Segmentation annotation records
• • • • • • •

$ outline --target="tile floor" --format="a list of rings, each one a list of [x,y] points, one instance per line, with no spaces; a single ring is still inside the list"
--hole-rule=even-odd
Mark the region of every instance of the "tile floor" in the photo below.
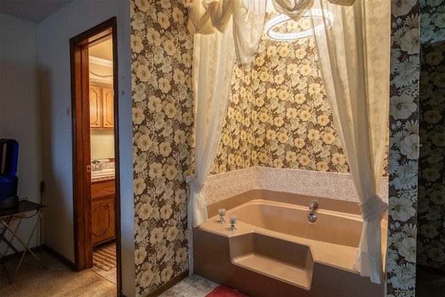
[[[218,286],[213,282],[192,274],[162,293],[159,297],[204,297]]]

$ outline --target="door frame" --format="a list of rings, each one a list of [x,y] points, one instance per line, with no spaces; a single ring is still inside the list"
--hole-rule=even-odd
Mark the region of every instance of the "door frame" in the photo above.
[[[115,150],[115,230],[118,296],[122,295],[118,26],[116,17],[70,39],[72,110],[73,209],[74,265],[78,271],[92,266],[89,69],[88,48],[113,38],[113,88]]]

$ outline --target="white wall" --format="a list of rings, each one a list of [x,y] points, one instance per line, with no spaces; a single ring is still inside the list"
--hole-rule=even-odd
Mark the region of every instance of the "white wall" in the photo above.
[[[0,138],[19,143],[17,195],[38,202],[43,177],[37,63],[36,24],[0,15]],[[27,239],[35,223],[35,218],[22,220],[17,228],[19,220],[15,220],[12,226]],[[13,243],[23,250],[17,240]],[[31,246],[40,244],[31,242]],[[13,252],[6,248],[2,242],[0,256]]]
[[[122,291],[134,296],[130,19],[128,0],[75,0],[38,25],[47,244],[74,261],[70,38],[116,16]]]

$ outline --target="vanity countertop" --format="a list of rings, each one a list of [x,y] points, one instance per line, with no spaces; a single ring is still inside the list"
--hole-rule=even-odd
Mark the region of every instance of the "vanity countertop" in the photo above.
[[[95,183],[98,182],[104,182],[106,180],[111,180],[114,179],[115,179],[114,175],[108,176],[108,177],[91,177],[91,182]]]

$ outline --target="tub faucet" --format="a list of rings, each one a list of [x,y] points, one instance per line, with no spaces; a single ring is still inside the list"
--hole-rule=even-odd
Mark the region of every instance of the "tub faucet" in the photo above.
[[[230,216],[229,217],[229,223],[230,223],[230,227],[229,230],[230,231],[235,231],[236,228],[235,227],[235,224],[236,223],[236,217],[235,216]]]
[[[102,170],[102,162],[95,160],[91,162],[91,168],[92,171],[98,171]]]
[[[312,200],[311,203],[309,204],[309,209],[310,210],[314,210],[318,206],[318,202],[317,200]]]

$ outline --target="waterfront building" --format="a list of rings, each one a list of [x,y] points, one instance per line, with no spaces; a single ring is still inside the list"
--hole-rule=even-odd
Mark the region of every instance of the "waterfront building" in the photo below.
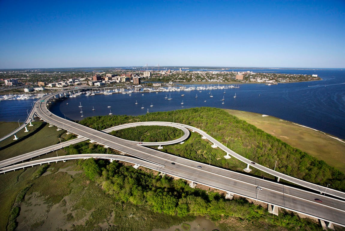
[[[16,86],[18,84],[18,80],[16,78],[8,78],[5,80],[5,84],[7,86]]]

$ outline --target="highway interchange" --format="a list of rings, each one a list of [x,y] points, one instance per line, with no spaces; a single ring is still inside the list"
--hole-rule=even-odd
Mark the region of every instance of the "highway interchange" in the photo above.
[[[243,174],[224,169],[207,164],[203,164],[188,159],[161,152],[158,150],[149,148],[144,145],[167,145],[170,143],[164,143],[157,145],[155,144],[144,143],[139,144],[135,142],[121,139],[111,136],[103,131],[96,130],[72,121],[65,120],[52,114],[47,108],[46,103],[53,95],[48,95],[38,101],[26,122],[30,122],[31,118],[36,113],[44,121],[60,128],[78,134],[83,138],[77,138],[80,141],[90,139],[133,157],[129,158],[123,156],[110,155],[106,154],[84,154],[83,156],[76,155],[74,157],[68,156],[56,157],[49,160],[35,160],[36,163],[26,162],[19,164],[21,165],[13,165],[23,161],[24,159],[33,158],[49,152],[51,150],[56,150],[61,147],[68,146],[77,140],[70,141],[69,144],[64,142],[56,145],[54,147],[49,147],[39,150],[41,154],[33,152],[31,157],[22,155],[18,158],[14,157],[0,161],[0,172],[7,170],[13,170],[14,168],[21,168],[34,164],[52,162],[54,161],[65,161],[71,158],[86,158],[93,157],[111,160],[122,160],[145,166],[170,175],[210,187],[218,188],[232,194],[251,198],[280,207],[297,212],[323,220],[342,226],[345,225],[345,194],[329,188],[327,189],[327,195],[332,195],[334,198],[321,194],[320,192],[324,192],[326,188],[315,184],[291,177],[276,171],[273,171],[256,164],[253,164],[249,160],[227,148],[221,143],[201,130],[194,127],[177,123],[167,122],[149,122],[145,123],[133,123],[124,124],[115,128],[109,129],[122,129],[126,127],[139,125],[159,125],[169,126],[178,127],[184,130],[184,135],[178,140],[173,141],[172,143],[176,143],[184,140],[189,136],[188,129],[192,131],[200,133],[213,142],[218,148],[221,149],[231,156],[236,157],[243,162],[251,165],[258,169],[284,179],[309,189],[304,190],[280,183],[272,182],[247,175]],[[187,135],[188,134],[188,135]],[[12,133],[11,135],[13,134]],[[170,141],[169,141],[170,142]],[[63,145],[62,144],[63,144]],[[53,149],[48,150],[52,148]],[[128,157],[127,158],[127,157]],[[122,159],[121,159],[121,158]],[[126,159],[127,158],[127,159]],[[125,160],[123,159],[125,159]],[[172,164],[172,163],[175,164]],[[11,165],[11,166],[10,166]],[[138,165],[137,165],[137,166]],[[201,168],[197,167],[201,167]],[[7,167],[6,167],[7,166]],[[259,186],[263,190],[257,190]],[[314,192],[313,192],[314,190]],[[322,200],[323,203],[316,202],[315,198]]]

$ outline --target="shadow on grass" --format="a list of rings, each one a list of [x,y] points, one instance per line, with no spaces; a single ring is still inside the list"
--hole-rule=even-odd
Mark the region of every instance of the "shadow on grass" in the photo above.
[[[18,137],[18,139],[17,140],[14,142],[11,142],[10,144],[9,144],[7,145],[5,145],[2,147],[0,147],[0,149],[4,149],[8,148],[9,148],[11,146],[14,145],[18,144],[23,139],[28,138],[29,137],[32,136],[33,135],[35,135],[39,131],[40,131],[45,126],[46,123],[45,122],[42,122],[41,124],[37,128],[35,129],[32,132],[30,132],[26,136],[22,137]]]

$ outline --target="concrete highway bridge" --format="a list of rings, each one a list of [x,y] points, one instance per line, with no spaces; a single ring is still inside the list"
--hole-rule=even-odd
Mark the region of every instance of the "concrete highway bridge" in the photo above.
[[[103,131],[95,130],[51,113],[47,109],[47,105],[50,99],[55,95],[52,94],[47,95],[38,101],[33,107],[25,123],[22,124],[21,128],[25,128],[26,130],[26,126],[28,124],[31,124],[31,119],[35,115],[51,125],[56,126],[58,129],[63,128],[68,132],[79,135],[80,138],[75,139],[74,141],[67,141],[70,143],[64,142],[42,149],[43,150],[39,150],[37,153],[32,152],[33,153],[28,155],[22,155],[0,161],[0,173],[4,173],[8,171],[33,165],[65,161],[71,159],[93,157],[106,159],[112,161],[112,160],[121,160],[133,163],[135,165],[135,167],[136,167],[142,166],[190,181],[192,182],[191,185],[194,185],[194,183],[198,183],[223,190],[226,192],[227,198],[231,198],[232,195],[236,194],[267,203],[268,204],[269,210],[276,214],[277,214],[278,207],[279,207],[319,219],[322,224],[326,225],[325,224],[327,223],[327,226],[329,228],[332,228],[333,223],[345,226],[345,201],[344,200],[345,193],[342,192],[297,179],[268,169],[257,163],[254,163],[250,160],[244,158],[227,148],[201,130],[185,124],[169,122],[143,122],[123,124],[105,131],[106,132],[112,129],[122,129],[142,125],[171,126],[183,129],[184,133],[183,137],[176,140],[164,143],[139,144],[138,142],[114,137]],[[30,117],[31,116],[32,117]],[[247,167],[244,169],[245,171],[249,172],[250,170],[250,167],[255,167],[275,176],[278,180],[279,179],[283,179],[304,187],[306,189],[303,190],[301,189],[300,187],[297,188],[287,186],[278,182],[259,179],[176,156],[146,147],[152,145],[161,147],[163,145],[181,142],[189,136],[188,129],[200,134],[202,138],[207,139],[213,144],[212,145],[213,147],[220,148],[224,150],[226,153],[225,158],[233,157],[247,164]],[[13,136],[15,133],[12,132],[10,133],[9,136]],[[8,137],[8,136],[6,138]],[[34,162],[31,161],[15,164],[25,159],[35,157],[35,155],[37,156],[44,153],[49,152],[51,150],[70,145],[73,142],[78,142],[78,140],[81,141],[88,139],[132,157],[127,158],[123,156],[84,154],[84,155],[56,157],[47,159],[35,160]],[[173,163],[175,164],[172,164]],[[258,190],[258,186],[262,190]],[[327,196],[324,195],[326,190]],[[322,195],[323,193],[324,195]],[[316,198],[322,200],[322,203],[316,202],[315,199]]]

• • • • • • •

■ Short exercise: How many lines of the material above contain the word "grass"? Reply with the count alone.

■ Answer to the exercise: 2